## Your assignment
For this exercise, transcribe all of the records exactly as given.

Source records
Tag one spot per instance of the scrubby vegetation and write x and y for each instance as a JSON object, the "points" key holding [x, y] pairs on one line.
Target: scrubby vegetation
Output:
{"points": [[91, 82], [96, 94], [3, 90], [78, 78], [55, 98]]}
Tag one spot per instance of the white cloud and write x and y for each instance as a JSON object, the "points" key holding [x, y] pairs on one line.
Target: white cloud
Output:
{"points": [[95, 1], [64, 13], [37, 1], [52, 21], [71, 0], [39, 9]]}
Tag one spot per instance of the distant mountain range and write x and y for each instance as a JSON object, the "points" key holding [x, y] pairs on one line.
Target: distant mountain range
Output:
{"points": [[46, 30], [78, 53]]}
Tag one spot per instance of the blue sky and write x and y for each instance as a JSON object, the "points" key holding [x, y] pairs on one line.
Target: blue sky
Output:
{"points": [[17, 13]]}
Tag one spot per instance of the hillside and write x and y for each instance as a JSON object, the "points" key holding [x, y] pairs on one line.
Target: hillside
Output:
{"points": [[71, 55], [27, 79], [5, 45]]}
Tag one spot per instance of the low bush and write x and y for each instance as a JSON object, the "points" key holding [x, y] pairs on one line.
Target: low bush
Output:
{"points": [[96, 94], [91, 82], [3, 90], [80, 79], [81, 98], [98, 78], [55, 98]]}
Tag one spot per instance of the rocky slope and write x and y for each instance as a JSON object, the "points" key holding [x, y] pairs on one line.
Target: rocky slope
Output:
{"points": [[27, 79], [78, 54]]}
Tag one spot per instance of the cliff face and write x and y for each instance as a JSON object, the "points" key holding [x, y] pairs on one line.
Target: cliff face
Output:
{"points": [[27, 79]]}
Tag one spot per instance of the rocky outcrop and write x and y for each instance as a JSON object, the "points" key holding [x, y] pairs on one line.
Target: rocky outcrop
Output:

## Task answer
Tag one spot per instance of the scrubby vegetation and write x and y for each instance as a JSON object, the "points" key holding [x, y] pairs on one line.
Target: scrubby vegetation
Output:
{"points": [[91, 82], [96, 94], [3, 90], [78, 78], [55, 98]]}
Tag one spot per instance of the white cloud and write x and y for each instance as a JSON object, the "points" key holding [x, y] pairs on one line.
Target: white cloud
Output:
{"points": [[95, 1], [64, 13], [37, 1], [52, 21], [71, 0], [39, 9]]}
Tag one spot per instance of the distant mountain range and write x and y for each instance as a JSON object, the "points" key holding [x, y] pairs on one line.
Target: distant mountain range
Output:
{"points": [[46, 30], [78, 53]]}
Tag one spot per instance of the blue sky and write x and y for each instance as a JSON object, the "points" key holding [x, y] pairs on one line.
Target: blue sky
Output:
{"points": [[17, 13]]}
Tag one spot per instance of the hillside and write x and y for each instance as a JSON object, the "points" key holding [x, y] pairs on one line.
Target: hillside
Output:
{"points": [[71, 55], [27, 79], [5, 45]]}
Tag one spot per instance of the low bush and write x and y for each instance as a JSON object, the "points" key holding [x, y] pairs on one line.
Target: low bush
Output:
{"points": [[96, 94], [91, 82], [3, 90], [80, 79], [81, 98], [98, 78], [55, 98]]}
Tag one spot per instance of the rocky slope and write x and y for each instance as a JSON object, the "points" key holding [x, y] pairs on one line.
Target: rocky slope
Output:
{"points": [[27, 79], [78, 54]]}
Tag one spot per instance of the cliff face and write x and y for each instance as a JSON object, the "points" key holding [x, y] pairs on one line.
Target: cliff face
Output:
{"points": [[27, 79]]}
Tag one spot per instance of the rocky outcrop and write x and y for each instance as a JSON object, the "points" key holding [x, y] pairs on one line.
Target: rocky outcrop
Output:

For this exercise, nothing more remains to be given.